§ WHAT YOU NEED TO DO: Reproduce verbatim the portion of the ADR excerpt from "This ADR pulls" to "same transaction.".

§ PAGE EXCERPT:
=== Begin Enclosure ===

This ADR pulls forward the **internal infrastructure** to emit
and read UNIQUE constraints — `schema_to_ddl` gains UNIQUE-
column-clause emission; `read_schema` gains UNIQUE detection
via `pragma_index_list` + `pragma_index_info`; `ReadColumn`
gains a `unique: bool` field. The **user-facing constraint
surface** (declaring UNIQUE in `with pk … unique …` or via
`add unique`, dropping UNIQUE, naming UNIQUE constraints) is
not in scope here and remains C3-track work.
### 5. INSERT-path changes
For non-PK `serial` columns, when the column is omitted from
an INSERT (the existing skip-list at db.rs:3111 already covers
serial and shortid identically), the executor:
1. Queries `SELECT COALESCE(MAX(col), 0) + 1 FROM T` inside the
same transaction.
2. Binds the result as the column's value.
The MAX-based seeding mirrors SQLite's rowid behaviour: gaps
left by user-supplied explicit values are jumped over (the next
auto-fill is `MAX + 1`, not "the smallest available integer").

=== End Enclosure ===

§ EXERCISE DATA:
=== Begin Enclosure ===

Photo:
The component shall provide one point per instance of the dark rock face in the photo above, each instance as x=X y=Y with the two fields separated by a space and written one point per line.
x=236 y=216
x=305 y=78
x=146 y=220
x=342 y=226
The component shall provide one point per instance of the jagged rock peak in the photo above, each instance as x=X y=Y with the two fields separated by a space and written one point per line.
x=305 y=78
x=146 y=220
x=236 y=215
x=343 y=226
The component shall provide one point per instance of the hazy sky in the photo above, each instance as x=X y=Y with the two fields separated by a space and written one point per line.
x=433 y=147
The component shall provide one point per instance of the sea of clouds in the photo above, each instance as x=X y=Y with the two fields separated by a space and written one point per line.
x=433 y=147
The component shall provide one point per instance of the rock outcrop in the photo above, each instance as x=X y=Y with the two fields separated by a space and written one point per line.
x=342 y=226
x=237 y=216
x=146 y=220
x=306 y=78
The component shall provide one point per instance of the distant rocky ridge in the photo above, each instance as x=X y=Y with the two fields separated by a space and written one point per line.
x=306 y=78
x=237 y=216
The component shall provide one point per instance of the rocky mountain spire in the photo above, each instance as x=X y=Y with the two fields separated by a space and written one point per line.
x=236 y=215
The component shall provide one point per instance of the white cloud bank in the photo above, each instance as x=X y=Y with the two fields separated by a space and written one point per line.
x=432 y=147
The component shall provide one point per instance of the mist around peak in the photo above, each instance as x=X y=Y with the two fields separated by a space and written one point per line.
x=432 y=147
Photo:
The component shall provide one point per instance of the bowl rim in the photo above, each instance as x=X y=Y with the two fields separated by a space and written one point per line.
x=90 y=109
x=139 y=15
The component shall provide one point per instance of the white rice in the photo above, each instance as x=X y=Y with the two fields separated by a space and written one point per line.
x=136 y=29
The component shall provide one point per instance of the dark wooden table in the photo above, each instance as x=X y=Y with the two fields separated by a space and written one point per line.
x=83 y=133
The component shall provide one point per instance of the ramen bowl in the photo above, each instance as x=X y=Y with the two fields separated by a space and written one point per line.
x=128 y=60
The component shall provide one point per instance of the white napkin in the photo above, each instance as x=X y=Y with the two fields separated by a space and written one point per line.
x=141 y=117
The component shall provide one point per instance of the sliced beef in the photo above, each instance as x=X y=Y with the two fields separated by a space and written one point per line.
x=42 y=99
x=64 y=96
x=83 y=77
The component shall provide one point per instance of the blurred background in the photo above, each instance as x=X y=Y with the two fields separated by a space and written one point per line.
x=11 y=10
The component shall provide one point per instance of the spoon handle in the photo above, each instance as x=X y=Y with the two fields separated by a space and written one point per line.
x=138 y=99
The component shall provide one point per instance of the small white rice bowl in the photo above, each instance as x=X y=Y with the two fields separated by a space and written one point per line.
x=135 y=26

=== End Enclosure ===

§ RESULT OF THIS TASK:
This ADR pulls forward the **internal infrastructure** to emit
and read UNIQUE constraints — `schema_to_ddl` gains UNIQUE-
column-clause emission; `read_schema` gains UNIQUE detection
via `pragma_index_list` + `pragma_index_info`; `ReadColumn`
gains a `unique: bool` field. The **user-facing constraint
surface** (declaring UNIQUE in `with pk … unique …` or via
`add unique`, dropping UNIQUE, naming UNIQUE constraints) is
not in scope here and remains C3-track work.
### 5. INSERT-path changes
For non-PK `serial` columns, when the column is omitted from
an INSERT (the existing skip-list at db.rs:3111 already covers
serial and shortid identically), the executor:
1. Queries `SELECT COALESCE(MAX(col), 0) + 1 FROM T` inside the
same transaction.